— The task —
Reproduce the full article about the Moroccan man granted asylum in the US, word for word.

Moroccan Muslim 'Apostate' to Christianity Survives Stabbing and Gets US Asylum

The noble American Center for Law and Justice (ACLJ), which has been supporting the defense efforts for Youcef Nadarkhani, has helped a Moroccan "apostate" to Christianity (a young man identified as "Z") obtain asylum in the US.

Raised in a "purely traditional, Islamic way," Z "had a burning desire since adolescence to be a good Muslim in the eye of Allah and to make his family proud of him." However, despite being sent at a very young age to a Moroccan mosque to study the Quran for four years, Z maintained that "the more I tried to know Allah, the more I became afraid of him."

Inspired by an encounter with a young Christian to perform a comparative study of the Quran and the Bible, after analyzing the latter, Z became convinced,

...that no one can ever be good enough to deserve God's favor, to win God's heaven, because from birth we are all pre-disposed to rejecting God and living our lives our own way. That's why it was necessary for God himself to shrink into a human body and die on the cross, dying the death we deserve.

(Text-to-region grounding data)

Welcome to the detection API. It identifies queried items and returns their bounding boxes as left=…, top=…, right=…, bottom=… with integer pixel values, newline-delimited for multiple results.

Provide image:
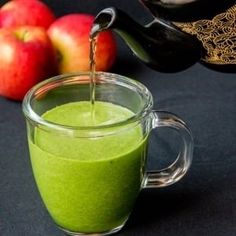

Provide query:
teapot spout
left=90, top=8, right=203, bottom=72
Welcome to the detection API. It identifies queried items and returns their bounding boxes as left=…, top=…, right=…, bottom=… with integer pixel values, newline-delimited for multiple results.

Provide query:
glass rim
left=22, top=71, right=153, bottom=131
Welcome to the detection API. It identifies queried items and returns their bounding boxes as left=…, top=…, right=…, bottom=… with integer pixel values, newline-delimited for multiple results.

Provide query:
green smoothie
left=29, top=102, right=146, bottom=233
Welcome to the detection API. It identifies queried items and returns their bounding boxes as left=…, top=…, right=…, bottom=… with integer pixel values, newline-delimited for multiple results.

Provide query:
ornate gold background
left=175, top=5, right=236, bottom=64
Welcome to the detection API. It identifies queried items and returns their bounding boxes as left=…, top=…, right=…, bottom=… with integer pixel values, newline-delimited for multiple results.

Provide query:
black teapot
left=91, top=0, right=236, bottom=72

— Answer space —
Moroccan Muslim 'Apostate' to Christianity Survives Stabbing and Gets US Asylum

The noble American Center for Law and Justice (ACLJ), which has been supporting the defense efforts for Youcef Nadarkhani, has helped a Moroccan "apostate" to Christianity (a young man identified as "Z") obtain asylum in the US.

Raised in a "purely traditional, Islamic way," Z "had a burning desire since adolescence to be a good Muslim in the eye of Allah and to make his family proud of him." However, despite being sent at a very young age to a Moroccan mosque to study the Quran for four years, Z maintained that "the more I tried to know Allah, the more I became afraid of him."

Inspired by an encounter with a young Christian to perform a comparative study of the Quran and the Bible, after analyzing the latter, Z became convinced,

...that no one can ever be good enough to deserve God's favor, to win God's heaven, because from birth we are all pre-disposed to rejecting God and living our lives our own way. That's why it was necessary for God himself to shrink into a human body and die on the cross, dying the death we deserve.